_WHAT TO DO_:
1. In the passage about playing violin in performances of "The Messiah," where was the writer when the radio station began playing sections of the work?
2. List every title of a piece from "The Messiah" that the passage about playing violin names.
3. From the passage about playing violin in "The Messiah," print the portion starting at "You see, I played" and ending at "a wooden box.".

_PASSAGE PROVIDED_:
Sunday morning, I was alone in the car, driving to pick up kids for church, when the radio station started playing sections of “The Messiah.”
From time-to-time, people have asked me about singing that marvelous piece of music – every time, I smile and reply that other than a few bars of music inserted into a Christmas cantata or singing to a recording, I have never been in a choir of voices praising God through the “Hallelujah Chorus” or “I Know That My Redeemer Liveth.” But, I know nearly every part of the work.
You see, I played the violin as a member of orchestras for so many performances of “The Messiah” that I cannot recall them all.
When I hear “The Messiah,” my ears are tuned to the first and second violin sections playing those amazing passages in “For Unto us a Child is Born” and “Comfort Ye, My People” and “The Trumpet Shall Sound” and many, many other songs. As I listen, I can hear the play between the string and the woodwind sections. I love identifying both the active and the pastoral passages. I treasure the power of emotion brought about by fingers and bows dancing across four strings, tense over a wooden box.

_DATA SHOWN_:
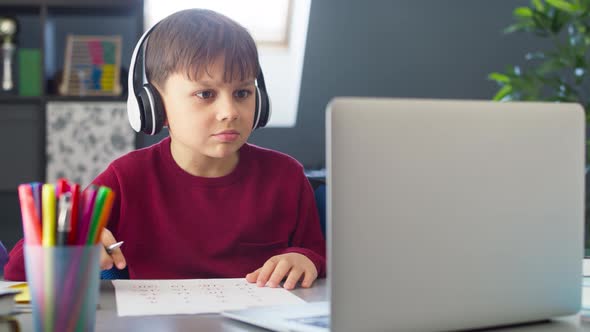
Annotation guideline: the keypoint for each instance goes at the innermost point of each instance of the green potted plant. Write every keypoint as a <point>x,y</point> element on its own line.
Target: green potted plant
<point>557,74</point>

_ANSWERS TO EACH TASK_:
1. The writer was alone in the car, driving to pick up kids for church.

2.
"Hallelujah Chorus"
"I Know That My Redeemer Liveth"
"For Unto us a Child is Born"
"Comfort Ye, My People"
"The Trumpet Shall Sound"

3.
You see, I played the violin as a member of orchestras for so many performances of “The Messiah” that I cannot recall them all.
When I hear “The Messiah,” my ears are tuned to the first and second violin sections playing those amazing passages in “For Unto us a Child is Born” and “Comfort Ye, My People” and “The Trumpet Shall Sound” and many, many other songs. As I listen, I can hear the play between the string and the woodwind sections. I love identifying both the active and the pastoral passages. I treasure the power of emotion brought about by fingers and bows dancing across four strings, tense over a wooden box.